Improving accessibility of research data and software with scientific web applications in Jupyter notebooks
BSSw Fellow Nicole Brewer works to make scientific software accessible and reproducible with scientific web applications, which enable dissemination of research, teaching, engaging stakeholders, and even updating policymakers. Jupyter Notebooks can be used to easily adapt existing researcher code into web interfaces that hide underlying code from users. Jupyter makes an excellent platform for development because it can be easily understood, inherited, and maintained by researchers. Nicole's fellowship work included creating a tutorial for developing web applications in Jupyter Notebooks, which she presented at SciPy 2023, and will be participating in again at SciPy 2024. She then compiled these and various other resources to a new website, Jupyter4Science, which is a knowledge base about developing and sharing Jupyter Notebooks as they are used in the context of scientific applications. The site contains both external resources and original blog content by Nicole and her students.
BSSw.io Resource - Jupyter4Science: Better Practices for Using Jupyter Notebooks for Science Jupyter4Science knowledge base How the Little Jupyter Notebook Became a Web App, tutorial at SciPy 2023 Building Complex Web Apps with Jupyter Widgets, tutorial at SciPy 2024
Nicole is a graduate research assistant and Ph.D. student at Arizona State University, where she studies the uses and reproducibility of scientific Jupyter Notebooks. She holds a B.S. in Mathematics with Computer Science from Purdue University. Previously, she was a research software engineer at Purdue. She previously served on the steering committee of the United States Research Software Engineering Association (US-RSE), and she is currently serving as a technical subcommittee co-chair for the notebook submission track at the US-RSE'24 conference.
Perspectives on the BSSw Fellowship Program: Before returning to grad school, I worked as a research software engineer at Purdue, developing Jupyter-based web applications to enhance the accessibility and reproducibility of research code and data. The BSSw fellowship provided me with rare and valuable time to reflect on and disseminate lessons learned from my experiences. More unexpectedly, it gave me the space to reflect and pivot my dissertation topic to align closely with my passion for scientific notebooks. Jupyter notebooks are incredibly flexible tools, which makes them amenable to innovative uses but also challenging to characterize. For my dissertation, I aim to explore the boundaries and scope of Jupyter Notebooks in scientific contexts, with a particular focus on their findability and reproducibility. These research goals will in turn serve the Jupyter4Science site, which I envision as a hub for a well-scoped community of practice. To further the goal of community-building, I have published a page on the site about the various ways others can contribute to the project.

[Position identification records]
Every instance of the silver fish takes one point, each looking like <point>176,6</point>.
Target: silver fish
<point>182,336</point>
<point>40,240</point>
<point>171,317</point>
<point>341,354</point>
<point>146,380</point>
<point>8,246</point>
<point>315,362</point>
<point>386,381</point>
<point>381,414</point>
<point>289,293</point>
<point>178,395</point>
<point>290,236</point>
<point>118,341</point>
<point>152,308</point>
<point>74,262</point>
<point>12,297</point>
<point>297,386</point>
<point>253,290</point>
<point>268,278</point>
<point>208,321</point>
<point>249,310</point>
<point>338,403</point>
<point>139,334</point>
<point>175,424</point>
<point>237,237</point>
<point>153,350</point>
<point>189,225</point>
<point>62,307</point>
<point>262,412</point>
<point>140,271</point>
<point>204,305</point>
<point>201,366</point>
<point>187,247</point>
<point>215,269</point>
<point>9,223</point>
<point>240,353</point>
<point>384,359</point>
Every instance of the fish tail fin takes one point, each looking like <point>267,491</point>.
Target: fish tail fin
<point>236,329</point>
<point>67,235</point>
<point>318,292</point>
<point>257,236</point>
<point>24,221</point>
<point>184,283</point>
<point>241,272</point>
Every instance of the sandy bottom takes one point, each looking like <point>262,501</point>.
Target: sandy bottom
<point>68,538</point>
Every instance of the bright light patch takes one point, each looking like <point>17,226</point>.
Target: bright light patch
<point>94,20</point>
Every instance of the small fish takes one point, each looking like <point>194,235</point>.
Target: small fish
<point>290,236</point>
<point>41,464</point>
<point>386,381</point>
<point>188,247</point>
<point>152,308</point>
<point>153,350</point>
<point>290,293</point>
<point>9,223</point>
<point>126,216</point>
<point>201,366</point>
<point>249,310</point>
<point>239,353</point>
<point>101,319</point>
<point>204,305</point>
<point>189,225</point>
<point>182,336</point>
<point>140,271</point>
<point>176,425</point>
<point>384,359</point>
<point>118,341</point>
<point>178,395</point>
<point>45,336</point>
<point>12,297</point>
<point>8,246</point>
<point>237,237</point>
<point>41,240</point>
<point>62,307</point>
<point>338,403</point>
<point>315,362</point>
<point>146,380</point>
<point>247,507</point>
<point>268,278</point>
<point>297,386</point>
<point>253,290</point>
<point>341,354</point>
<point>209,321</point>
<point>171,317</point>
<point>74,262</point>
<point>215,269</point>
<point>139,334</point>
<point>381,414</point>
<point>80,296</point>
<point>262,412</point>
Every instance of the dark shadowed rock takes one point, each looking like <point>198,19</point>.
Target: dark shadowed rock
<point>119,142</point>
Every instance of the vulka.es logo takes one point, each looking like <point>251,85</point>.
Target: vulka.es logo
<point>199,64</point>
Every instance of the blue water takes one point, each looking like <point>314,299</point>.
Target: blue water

Task requirements:
1. According to the profile of Nicole Brewer, which university awarded her B.S. in Mathematics with Computer Science?
2. Decide whether each statement agrees with the profile of Nicole Brewer. Answer yes or no for each, and quote the words of the profile that settle it.
(a) Nicole presented her tutorial on developing web applications in Jupyter Notebooks at SciPy 2023.
(b) Nicole currently sits on the steering committee of the United States Research Software Engineering Association.
(c) The Jupyter4Science site holds only content written by Nicole herself.
3. Carry on the profile of Nicole Brewer from the point where it stops.

Answers in order:
1. Purdue University

2.
(a) Yes: "which she presented at SciPy 2023"
(b) No: "She previously served on the steering committee of the United States Research Software Engineering Association (US-RSE)"
(c) No: "The site contains both external resources and original blog content by Nicole and her students."

3.
Advice for new (prospective) BSSw Fellows: For my proposal, I decided to use my funding in part to hire students to assist me with the production of my fellowship deliverables. I had mentored undergraduate students before, but only from within the confines of a structured program with predefined goals. This time, I was stepping outside the boundaries of traditional internships with two full-time undergraduates. Hiring and onboarding students during the summer required a massive upfront effort as I developed the internship program on the fly. It took a few weeks for us to hit our stride, but over the summer, I watched them grow in their capacity for project management and intellectual independence at an astounding rate. They stayed on with me well past the initial time frame and evolved into integral team members, making valuable contributions to the Jupyter4Science site and winning a Best Student Poster award for their submission to the inaugural US-RSE conference in October 2023. I would recommend involving students, and especially undergraduates, to anyone willing to prioritize their students' growth over immediate project outcomes. In my experience, involving students "saved me time," and their fresh perspectives drastically enriched the project.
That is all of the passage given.